### SECTION DU DOCUMENT:
« Notre plan est maintenant… il n’y a pas de plans », a déclaré en larmes Leticia Sanchez Garcia, un an après que sa maison a été ensevelie sous la lave d’un volcan qui a éclaté sur l’île espagnole de La Palma.
Après avoir vécu pendant des mois avec des amis, la femme de 34 ans a finalement pu emménager en mai, avec son compagnon et ses trois jeunes enfants, dans une maison préfabriquée en bois fournie par le gouvernement.
Pourtant, pour elle et beaucoup d’autres sur la petite île, qui fait partie de la chaîne des îles Canaries au large de la côte nord-ouest de l’Afrique, la vie reste difficile.
Lundi, cela fera un an jour pour jour que le volcan Tajogaite, anciennement connu sous le nom de Cumbre Vieja pour la crête sur laquelle il se trouve, est entré en éruption.
Un an plus tard, Sanchez et d’autres comme elle font face à un avenir incertain.
Sanchez travaille comme infirmière auxiliaire en gériatrie, mais son contrat expire en décembre.
Son compagnon a perdu son emploi lorsque la bananeraie où il travaillait a été détruite par le volcan. Maintenant, il est employé par le gouvernement local en tant que balayeur de rue, mais son contrat se termine également en décembre.
La famille peut séjourner gratuitement dans la maison de trois chambres pendant un an.
« Je suis toujours dans le déni », a-t-elle admis, assise sur la terrasse de sa nouvelle maison à Los Llanos de Aridane, le centre économique de l’île d’environ 83 000 habitants.
« Je pense toujours que je reviendrai un jour. »
Depuis le patio, Garcia peut voir le volcan qui a bouleversé sa vie et le versant de la montagne où se dressait autrefois sa maison. Mais elle évite de regarder dans cette direction, dit-elle.
Son « jardin, ses poules, faire des projets avec des amis » lui manquait.
« Plutôt être mort »
Le volcan a grondé pendant 85 jours, éjectant des cendres et des rivières de lave qui ont englouti plus de 1 000 maisons.

### EXTRAIT DES DONNÉES:

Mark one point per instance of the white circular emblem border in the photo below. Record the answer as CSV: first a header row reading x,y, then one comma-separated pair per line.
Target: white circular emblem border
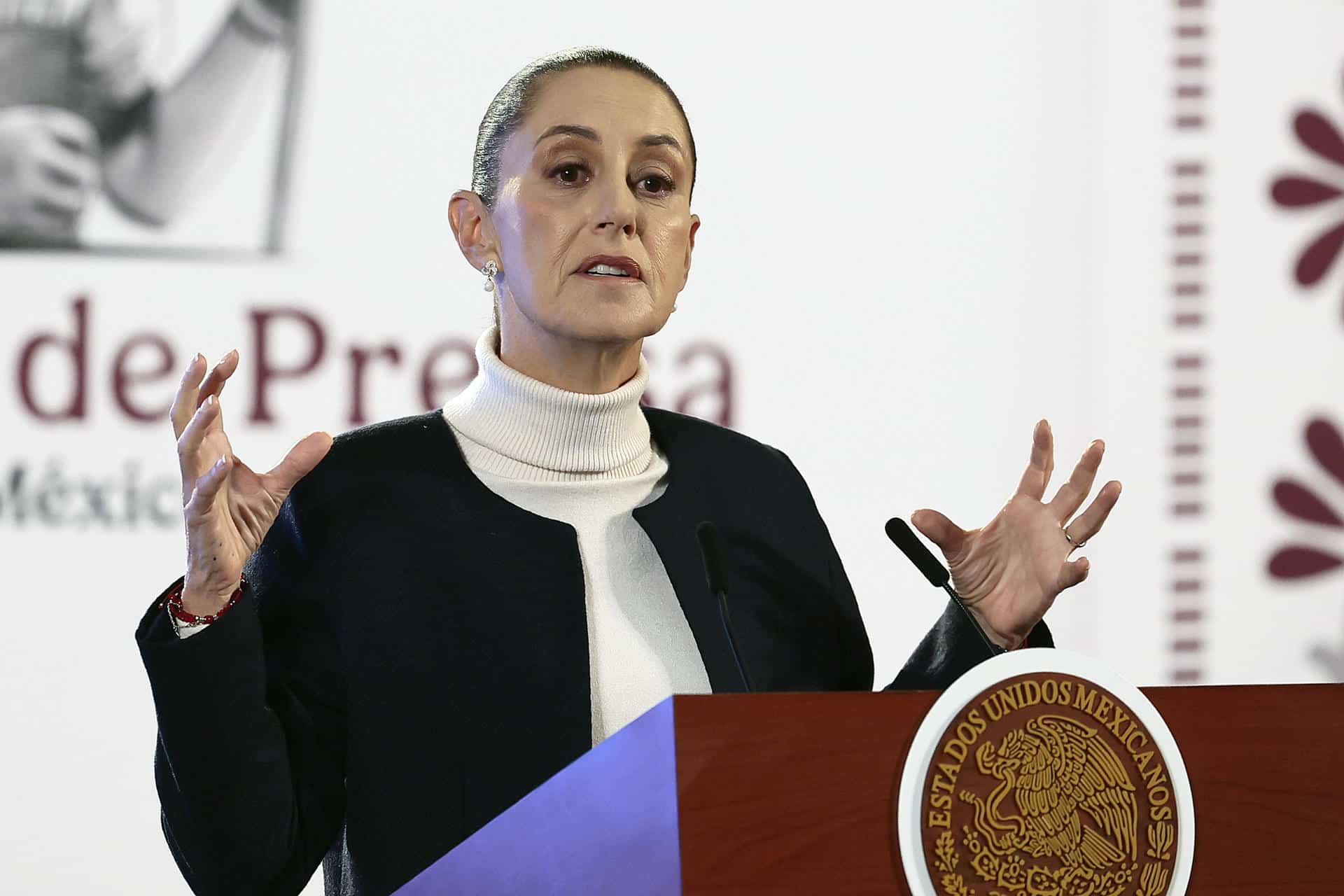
x,y
1007,665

### ÉNONCÉ DE L'EXERCICE:
Reproduisez intégralement, mot pour mot, le texte sur l'éruption du volcan de La Palma. Appuyez-vous uniquement sur le texte, sans recourir aux données.

### RÉSULTAT DE L'EXERCICE:
« Notre plan est maintenant… il n’y a pas de plans », a déclaré en larmes Leticia Sanchez Garcia, un an après que sa maison a été ensevelie sous la lave d’un volcan qui a éclaté sur l’île espagnole de La Palma.
Après avoir vécu pendant des mois avec des amis, la femme de 34 ans a finalement pu emménager en mai, avec son compagnon et ses trois jeunes enfants, dans une maison préfabriquée en bois fournie par le gouvernement.
Pourtant, pour elle et beaucoup d’autres sur la petite île, qui fait partie de la chaîne des îles Canaries au large de la côte nord-ouest de l’Afrique, la vie reste difficile.
Lundi, cela fera un an jour pour jour que le volcan Tajogaite, anciennement connu sous le nom de Cumbre Vieja pour la crête sur laquelle il se trouve, est entré en éruption.
Un an plus tard, Sanchez et d’autres comme elle font face à un avenir incertain.
Sanchez travaille comme infirmière auxiliaire en gériatrie, mais son contrat expire en décembre.
Son compagnon a perdu son emploi lorsque la bananeraie où il travaillait a été détruite par le volcan. Maintenant, il est employé par le gouvernement local en tant que balayeur de rue, mais son contrat se termine également en décembre.
La famille peut séjourner gratuitement dans la maison de trois chambres pendant un an.
« Je suis toujours dans le déni », a-t-elle admis, assise sur la terrasse de sa nouvelle maison à Los Llanos de Aridane, le centre économique de l’île d’environ 83 000 habitants.
« Je pense toujours que je reviendrai un jour. »
Depuis le patio, Garcia peut voir le volcan qui a bouleversé sa vie et le versant de la montagne où se dressait autrefois sa maison. Mais elle évite de regarder dans cette direction, dit-elle.
Son « jardin, ses poules, faire des projets avec des amis » lui manquait.
« Plutôt être mort »
Le volcan a grondé pendant 85 jours, éjectant des cendres et des rivières de lave qui ont englouti plus de 1 000 maisons.